BEGIN THE DATA

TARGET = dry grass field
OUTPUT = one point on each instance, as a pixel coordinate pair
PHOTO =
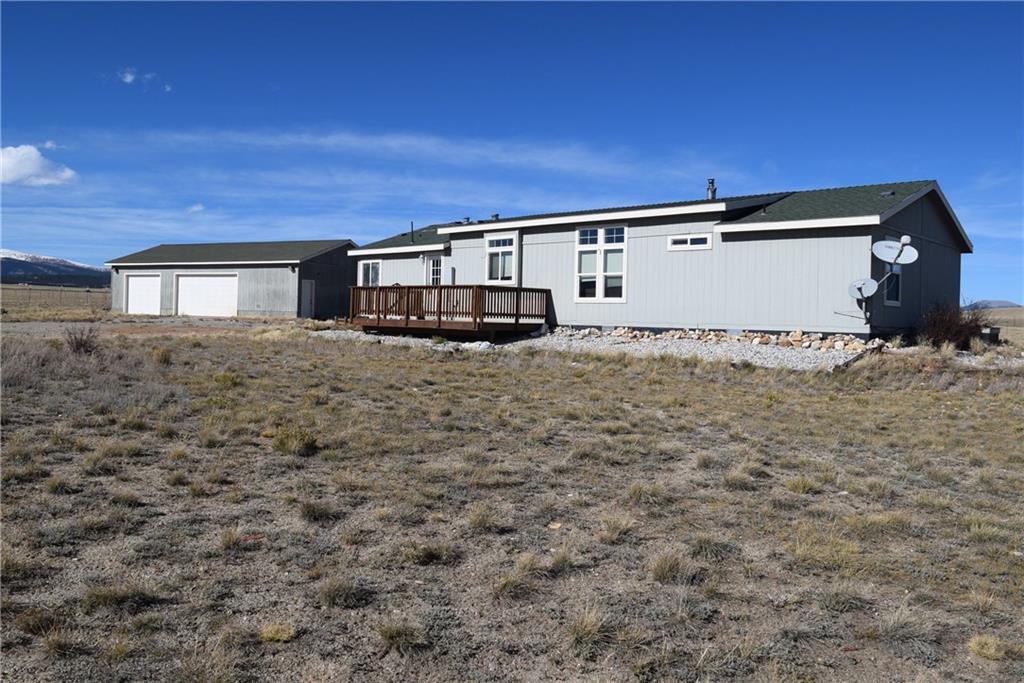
(1011, 324)
(265, 506)
(35, 302)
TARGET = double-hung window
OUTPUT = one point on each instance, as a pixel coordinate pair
(500, 251)
(894, 289)
(370, 273)
(600, 263)
(893, 295)
(433, 269)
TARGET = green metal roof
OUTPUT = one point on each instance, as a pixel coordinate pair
(785, 206)
(421, 237)
(836, 203)
(232, 252)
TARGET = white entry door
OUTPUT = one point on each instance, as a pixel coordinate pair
(308, 299)
(212, 295)
(142, 294)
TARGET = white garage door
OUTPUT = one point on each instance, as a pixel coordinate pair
(208, 295)
(142, 294)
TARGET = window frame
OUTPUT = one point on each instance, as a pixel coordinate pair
(896, 269)
(380, 271)
(428, 264)
(688, 237)
(488, 250)
(600, 273)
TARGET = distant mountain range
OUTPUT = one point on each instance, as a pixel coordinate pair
(20, 268)
(991, 303)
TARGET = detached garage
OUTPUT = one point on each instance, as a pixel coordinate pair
(245, 279)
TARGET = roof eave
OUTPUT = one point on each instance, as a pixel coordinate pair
(410, 249)
(122, 264)
(614, 214)
(931, 186)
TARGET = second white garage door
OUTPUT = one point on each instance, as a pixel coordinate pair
(212, 295)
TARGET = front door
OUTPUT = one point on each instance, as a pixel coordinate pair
(307, 306)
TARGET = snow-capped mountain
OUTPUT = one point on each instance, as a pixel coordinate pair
(18, 267)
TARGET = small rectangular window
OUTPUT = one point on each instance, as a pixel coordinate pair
(689, 242)
(588, 287)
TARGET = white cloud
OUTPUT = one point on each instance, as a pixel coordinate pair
(130, 76)
(25, 165)
(560, 157)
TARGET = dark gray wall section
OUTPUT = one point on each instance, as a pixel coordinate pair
(333, 272)
(934, 279)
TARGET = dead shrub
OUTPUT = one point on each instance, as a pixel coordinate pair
(295, 440)
(950, 324)
(82, 340)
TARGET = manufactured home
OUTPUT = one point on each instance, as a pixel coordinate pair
(775, 261)
(252, 279)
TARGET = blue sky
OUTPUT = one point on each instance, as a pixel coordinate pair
(126, 125)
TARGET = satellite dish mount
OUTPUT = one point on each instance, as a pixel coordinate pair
(888, 251)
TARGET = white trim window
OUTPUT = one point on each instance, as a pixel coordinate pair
(690, 242)
(370, 272)
(599, 273)
(894, 285)
(500, 260)
(433, 270)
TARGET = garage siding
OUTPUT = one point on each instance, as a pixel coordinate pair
(263, 292)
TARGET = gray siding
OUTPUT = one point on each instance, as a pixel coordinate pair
(769, 280)
(263, 292)
(409, 269)
(757, 281)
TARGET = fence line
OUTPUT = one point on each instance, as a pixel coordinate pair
(46, 296)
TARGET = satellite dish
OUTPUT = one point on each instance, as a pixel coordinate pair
(894, 252)
(863, 288)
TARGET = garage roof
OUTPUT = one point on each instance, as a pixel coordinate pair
(231, 252)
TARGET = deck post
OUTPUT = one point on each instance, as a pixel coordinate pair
(518, 303)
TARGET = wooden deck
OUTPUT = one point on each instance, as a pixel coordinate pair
(466, 308)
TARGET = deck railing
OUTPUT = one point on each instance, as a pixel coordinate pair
(446, 305)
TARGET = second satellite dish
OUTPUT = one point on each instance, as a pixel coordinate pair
(894, 252)
(862, 289)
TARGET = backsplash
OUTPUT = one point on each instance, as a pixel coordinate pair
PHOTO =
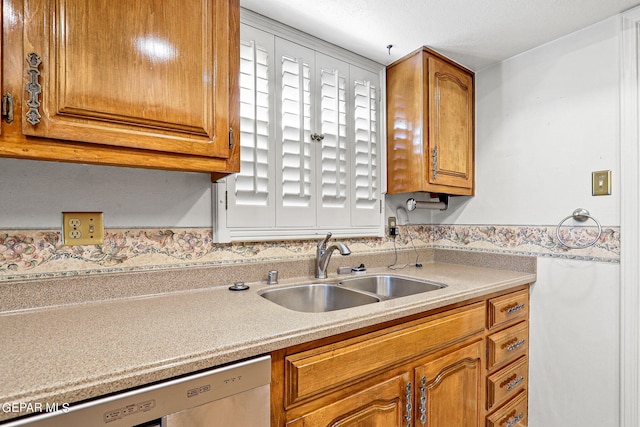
(32, 254)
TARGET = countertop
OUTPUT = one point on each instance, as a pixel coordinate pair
(70, 353)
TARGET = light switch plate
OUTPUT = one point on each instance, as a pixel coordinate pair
(82, 228)
(601, 183)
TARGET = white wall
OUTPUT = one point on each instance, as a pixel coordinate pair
(33, 194)
(545, 120)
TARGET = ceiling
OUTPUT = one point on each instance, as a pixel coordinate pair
(476, 33)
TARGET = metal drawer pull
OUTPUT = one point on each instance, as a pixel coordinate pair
(515, 308)
(516, 345)
(33, 88)
(513, 384)
(434, 156)
(423, 400)
(515, 420)
(409, 407)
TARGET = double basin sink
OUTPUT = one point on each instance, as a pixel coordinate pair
(352, 292)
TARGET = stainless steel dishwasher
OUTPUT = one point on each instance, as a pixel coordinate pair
(231, 396)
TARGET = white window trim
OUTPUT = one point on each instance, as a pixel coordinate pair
(219, 200)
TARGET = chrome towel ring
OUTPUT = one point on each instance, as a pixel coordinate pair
(580, 215)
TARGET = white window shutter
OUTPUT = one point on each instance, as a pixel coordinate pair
(250, 193)
(365, 196)
(333, 151)
(295, 191)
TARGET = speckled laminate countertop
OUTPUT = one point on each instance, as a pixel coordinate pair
(70, 353)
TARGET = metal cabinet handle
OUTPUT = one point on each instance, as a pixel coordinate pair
(423, 400)
(515, 420)
(515, 345)
(7, 107)
(434, 156)
(33, 88)
(408, 408)
(514, 308)
(512, 382)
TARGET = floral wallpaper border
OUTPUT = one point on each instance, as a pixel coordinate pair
(32, 254)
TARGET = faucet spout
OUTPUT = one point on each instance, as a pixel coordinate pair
(323, 255)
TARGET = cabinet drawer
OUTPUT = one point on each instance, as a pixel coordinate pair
(313, 372)
(508, 344)
(513, 414)
(507, 382)
(508, 307)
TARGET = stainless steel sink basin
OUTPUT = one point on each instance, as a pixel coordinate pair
(387, 286)
(317, 297)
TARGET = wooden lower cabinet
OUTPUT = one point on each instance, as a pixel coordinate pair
(433, 370)
(449, 389)
(381, 405)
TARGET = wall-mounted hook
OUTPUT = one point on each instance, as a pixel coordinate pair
(442, 203)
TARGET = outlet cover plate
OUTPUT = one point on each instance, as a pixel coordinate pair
(601, 183)
(82, 228)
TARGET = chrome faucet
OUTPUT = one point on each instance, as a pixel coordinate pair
(323, 255)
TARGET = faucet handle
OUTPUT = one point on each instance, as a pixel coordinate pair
(323, 243)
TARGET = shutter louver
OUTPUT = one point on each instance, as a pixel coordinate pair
(333, 118)
(252, 181)
(366, 145)
(296, 132)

END THE DATA

Quote all the lines above exactly as given. Do not include the pictures.

TARGET = dry grass field
OUTPUT = one point on each instance, as a pixel coordinate pair
PHOTO =
(1011, 324)
(265, 506)
(35, 302)
TARGET = double-hung window
OUTPUT = one point on each instance, as a pixel coordinate pair
(500, 251)
(894, 289)
(370, 273)
(600, 263)
(893, 295)
(433, 269)
TARGET = green metal roof
OUTPUT = one point on each instance, as a pixel coordinate pair
(785, 206)
(421, 237)
(836, 203)
(232, 252)
TARGET = white entry door
OUTPUT = one point on each instance, as a pixel coordinate pair
(308, 299)
(212, 295)
(142, 294)
TARGET = white garage door
OUTPUT = one point on each instance, as a pixel coordinate pair
(208, 295)
(142, 294)
TARGET = window frame
OUTPUT = one point on each instance, as a pixel coordinate pair
(896, 269)
(380, 271)
(428, 264)
(688, 237)
(488, 250)
(600, 273)
TARGET = distant mountain range
OUTPUT = one point on each instance, as a pixel coordinate pair
(20, 268)
(991, 303)
TARGET = detached garage
OUTPUT = one point on each instance, as a pixel coordinate pair
(245, 279)
TARGET = roof eave
OUTPUT = one point on each instance, as a pixel coordinate pair
(410, 249)
(122, 264)
(614, 214)
(931, 186)
TARGET = second white garage door
OUTPUT = one point on each instance, as a pixel coordinate pair
(212, 295)
TARGET = front door
OUTPUT = one point on each instance, as a pixel coordinate pair
(307, 306)
TARGET = snow-capped mountain
OUTPUT = one point on each instance, as a pixel coordinate pair
(18, 267)
TARGET = small rectangular window
OUTPUT = one point on each instance, as a pixel coordinate pair
(689, 242)
(588, 287)
TARGET = white cloud
OUTPUT = one point on each instance, as a pixel coordinate pair
(130, 76)
(25, 165)
(560, 157)
TARGET = dark gray wall section
OUTPUT = one point on each instance, as a pixel coordinate pair
(333, 272)
(934, 279)
TARGET = dead shrub
OUTPUT = one point on each instance, as a pixel coordinate pair
(295, 440)
(950, 324)
(82, 340)
TARGET = manufactured home
OUTPUT = one point on each instance, as a pixel coordinate pair
(775, 261)
(252, 279)
TARGET = blue sky
OUTPUT = one point on each instance, as a pixel coordinate pair
(126, 125)
TARGET = satellite dish mount
OUTPUT = one point on each instance, as a pixel coordinate pair
(888, 251)
TARGET = white trim window
OUTPUT = one point on each instance, as a pixel coordinate pair
(690, 242)
(370, 272)
(599, 273)
(894, 285)
(500, 260)
(433, 270)
TARGET = garage siding
OUTPUT = one point on each instance, as a pixel coordinate pair
(263, 292)
TARGET = gray siding
OUTPUT = one point on each instance, as a pixel coordinate pair
(769, 280)
(263, 292)
(409, 269)
(757, 281)
TARGET = fence line
OUTPUT = one point on each instance, as a pixel coordinate pair
(46, 296)
TARGET = satellite dish
OUTPUT = one point on each instance, as a pixel coordinate pair
(894, 252)
(863, 288)
TARGET = garage roof
OUTPUT = one point on each instance, as a pixel coordinate pair
(231, 252)
TARGET = deck post
OUTPUT = one point on each instance, as a pixel coordinate pair
(518, 303)
TARGET = wooden deck
OUTPUT = one point on each instance, as a pixel coordinate pair
(466, 308)
TARGET = deck railing
OUTPUT = one point on each instance, as a pixel coordinate pair
(446, 305)
TARGET = second satellite dish
OUTPUT = one point on each instance, as a pixel coordinate pair
(894, 252)
(862, 289)
TARGET = backsplash
OUTPUT = one point on each instance, as a pixel coordinate pair
PHOTO =
(32, 254)
TARGET = countertop
OUTPUT = one point on each instance, as a pixel coordinate pair
(70, 353)
TARGET = light switch plate
OUTPUT = one point on each instance, as a pixel coordinate pair
(82, 228)
(601, 183)
TARGET = white wall
OUTPUT = one point on each instance, as a pixel coordinate pair
(33, 194)
(545, 120)
TARGET = ceiling
OUTPUT = one point on each instance, as a pixel coordinate pair
(476, 33)
TARGET = metal drawer pull
OUTPUT = one point on each instance, as a pixel coordinate pair
(515, 308)
(516, 345)
(33, 88)
(513, 384)
(434, 156)
(423, 400)
(515, 420)
(409, 407)
TARGET = double basin sink
OUTPUT = one point on each instance, as a pixel coordinate pair
(352, 292)
TARGET = stainless steel dishwasher
OUTPUT = one point on each instance, as a pixel coordinate pair
(231, 396)
TARGET = white window trim
OUTPUT = one point on each instance, as a pixel coordinate pair
(219, 200)
TARGET = chrome towel ring
OUTPUT = one point on each instance, as a pixel coordinate pair
(580, 215)
TARGET = white window shutter
OUTPUT = one point on each instance, as a pixel coordinate pair
(250, 193)
(365, 196)
(333, 151)
(295, 191)
TARGET = speckled laminate countertop
OUTPUT = one point on each instance, as a pixel coordinate pair
(70, 353)
TARGET = metal cabinet handle
OUTPUT = one point on each instance, as a pixel coordinate pair
(423, 400)
(515, 420)
(515, 345)
(7, 107)
(434, 156)
(33, 88)
(408, 408)
(514, 308)
(512, 382)
TARGET = floral wallpaper border
OUTPUT = one point on each instance, as a pixel coordinate pair
(32, 254)
TARGET = faucet spout
OUTPUT = one point on each instance, as a pixel coordinate pair
(323, 255)
TARGET = cabinet drawer
OUTPUT = one point on each instance, as a pixel coordinate pair
(313, 372)
(508, 344)
(513, 414)
(507, 382)
(508, 307)
TARGET = stainless steel sink basin
OUTPUT = one point on each instance, as a pixel coordinate pair
(387, 286)
(317, 297)
TARGET = wooden lower cabinet
OUTPUT = one point on each instance, as a pixel coordinate pair
(433, 370)
(449, 389)
(381, 405)
TARGET = wall-mounted hook
OUTPUT = one point on each instance, as a pixel coordinate pair
(442, 203)
TARGET = outlet cover plate
OUTPUT = one point on each instance, as a pixel coordinate pair
(601, 183)
(82, 228)
TARGET = chrome faucet
OUTPUT = one point on each instance, as a pixel coordinate pair
(323, 255)
TARGET = faucet handle
OUTPUT = one point on each instance, as a pixel coordinate pair
(323, 243)
TARGET = shutter louver
OUTPUT = one point on each instance, as a pixel coordinate pair
(333, 118)
(252, 181)
(366, 145)
(296, 132)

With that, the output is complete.